> _Problems and tasks_:
#1 Reproduce the passage of the Friends With Benefits review between "FRIENDS WITH BENEFITS - Worth" and "romance--until it isn't.", inclusive.
#2 Extend the Friends With Benefits review by writing what follows its final sentence.

> _Text provided_:
◇ ◇ ◇

FRIENDS WITH BENEFITS - Worth A Ticket: Almost Great
For about an hour, as you watch his new FRIENDS WITH BENEFITS, you could be forgiven for thinking that writer-director Will Gluck is the future of Hollywood romantic comedy. Gluck came out of TV with the very underrated Fired Up, about a pair of college guys who dress up as female cheerleaders to get girls (I'm serious--watch it on video), and then he had his break-out with last year's terrific Easy A. Friends With Benefits seems to be well on its way to building on this with an unusually smart, funny romance--until it isn't.
As everyone knows by now, Friends shares its premise with No Strings Attached, the very lame comedy that rode Natalie Portman's concurrent Black Swan stardom to a $71M gross ($148M worldwide) earlier this year. In both, a couple that isn't romantically involved decides for the sake of convenience to get together for sex, with the idea that they'll be able to keep it separate from any emotional entanglement. Of course, in both cases that's not the way it plays out.

◇ ◇ ◇

> _Input data_:
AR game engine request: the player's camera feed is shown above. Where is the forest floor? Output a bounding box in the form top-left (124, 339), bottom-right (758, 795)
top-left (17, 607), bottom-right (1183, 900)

◇ ◇ ◇

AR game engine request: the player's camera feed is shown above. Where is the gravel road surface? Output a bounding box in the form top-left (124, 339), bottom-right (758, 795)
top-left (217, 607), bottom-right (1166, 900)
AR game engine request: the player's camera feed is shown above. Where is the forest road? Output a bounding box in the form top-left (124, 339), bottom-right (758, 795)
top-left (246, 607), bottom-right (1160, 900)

◇ ◇ ◇

> _Results_:
#1
FRIENDS WITH BENEFITS - Worth A Ticket: Almost Great
For about an hour, as you watch his new FRIENDS WITH BENEFITS, you could be forgiven for thinking that writer-director Will Gluck is the future of Hollywood romantic comedy. Gluck came out of TV with the very underrated Fired Up, about a pair of college guys who dress up as female cheerleaders to get girls (I'm serious--watch it on video), and then he had his break-out with last year's terrific Easy A. Friends With Benefits seems to be well on its way to building on this with an unusually smart, funny romance--until it isn't.

#2
The dreary thing--OK, one of the dreary things--about Strings was that it never really honored its own premise: from the start, it was clear that Ashton Kutcher's character had a puppydog crush on Portman's, so the story became a matter of waiting for Portman to be willing to accept emotional commitment and open herself to Kutcher's love. The script had to come up with psychological issues for Portman to triumph over, and there was hardly any fun to be had in the movie at all. (Not to mention that it was almost stubbornly devoid of laughs.)
Friends With Benefits, in contrast, delivers on its initial idea. Dylan (Justin Timberlake) is a magazine designer from LA headhunted for a NY job by Jamie (Mila Kunis). He's new in town, they're both busy people who've recently been dumped, and they strike up a friendship--then decide that the sensible thing to do is add purely physical sex to the equation, since neither wants to be in a real relationship. Of course, even while they're denouncing the cliches of romantic comedy (Kunis has a great bit attacking Katherine Heigl movies, and there's even a film-within-the-film that features Jason Segal and Rashida Jones), the two of them are falling for each other, and it doesn't take a prophet to figure out where it's going to end up. What makes Friends work for quite a while is the very quirky, genial, appealing script by Gluck, Keith Merryman and David A. Newman, which has the kind of old-fashioned snappy banter that nowadays is rare outside of an Aaron Sorkin project.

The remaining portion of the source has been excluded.